Excerpt to read:
##########

2. Monitor Disk Space

Both master and replica need space for:

  • Database files
  • Uploaded files
  • Temporary download files

3. Use Consistent Storage Paths

# Same path structure on both servers
# Master
STORAGE_PATH=/var/lib/vski/files

# Replica
STORAGE_PATH=/var/lib/vski/files

4. Test File Sync

# Upload a file on master
curl -X POST http://master:3001/api/collections/docs/records \
  -H "Authorization: Bearer $TOKEN" \
  -F "file=@test.pdf"

# Wait for sync interval
sleep 60

# Verify on replica
curl http://replica:3002/files/docs/record_id/test.pdf

5. Plan for Large Files

For systems with large files:

  • Increase SYNC_INTERVAL to reduce bandwidth
  • Monitor sync duration
  • Consider S3 for better scalability

API Endpoints

The file sync uses these internal replica endpoints:

Endpoint Description
GET /api/replica/files?since= Get journal entries since ID
GET /api/replica/file/*path Download file from master
POST /api/replica/files/ack Acknowledge synced entries

These are internal endpoints used by the sync process and require replica authentication.

Architecture Decisions

Why Store Journal in Database?

  1. Atomic with DB sync - Journal replicates with the database
  2. No separate state - Single source of truth
  3. Automatic consistency - DB transaction guarantees
  4. Simple recovery - Restore DB, get journal state

Why Dual Cleanup Strategy?

  1. Ack-based - Immediate cleanup when replicas confirm
  2. Time-based - Safety net for:
    • Offline replicas
    • Failed acknowledgments
    • New replicas (don't need old entries)

Why Not Real-time File Sync?

  1. Batching - More efficient for multiple files
  2. Consistency - Files sync after DB is consistent
  3. Simplicity - No separate file sync connection
  4. Reliability - Retry on next cycle if failed

##########

Description of the task:
Answer these about the file sync text:
(a) Which endpoint is used to acknowledge synced entries?
(b) What storage path is set on both the master and the replica?
(c) For what three cases is time-based cleanup a safety net?
The lines after this play no part in the work.

Information shown:
##########

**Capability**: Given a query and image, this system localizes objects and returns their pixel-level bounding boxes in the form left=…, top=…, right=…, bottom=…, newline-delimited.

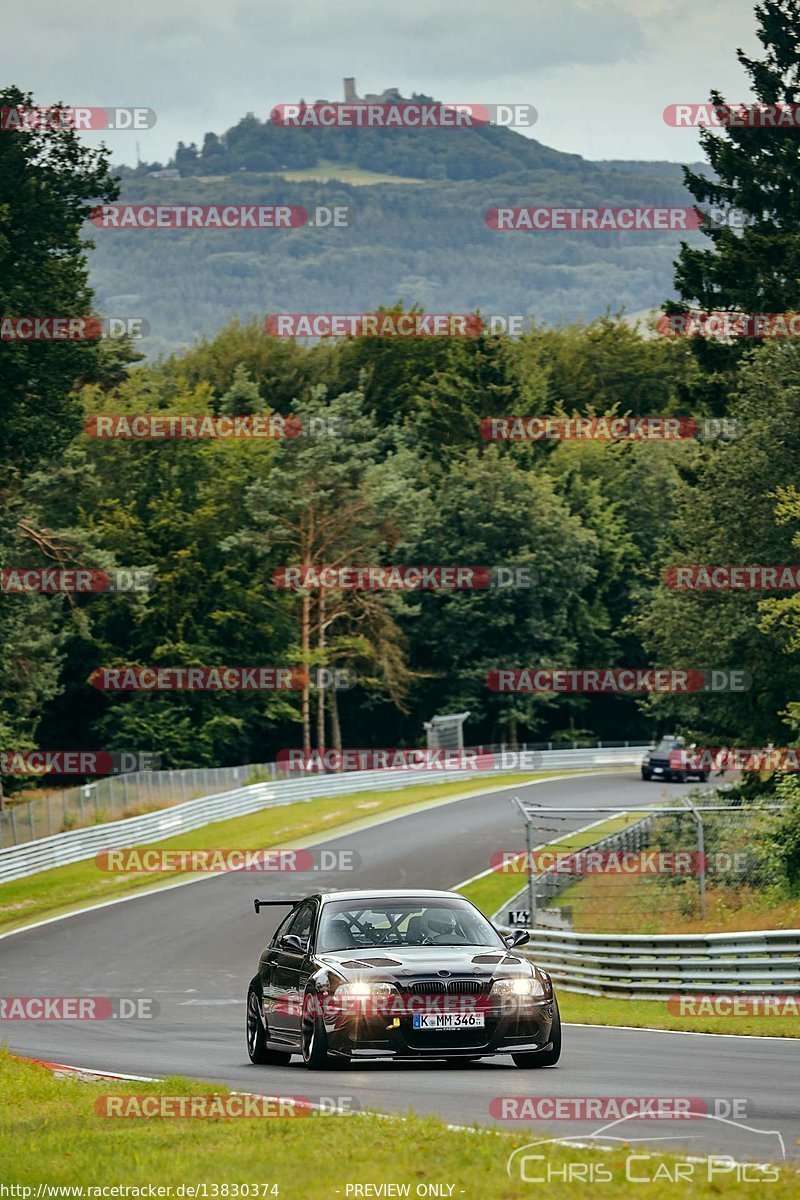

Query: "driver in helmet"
left=421, top=908, right=461, bottom=946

##########

Solution to the exercise:
(a) POST /api/replica/files/ack
(b) /var/lib/vski/files
(c) Offline replicas, failed acknowledgments, and new replicas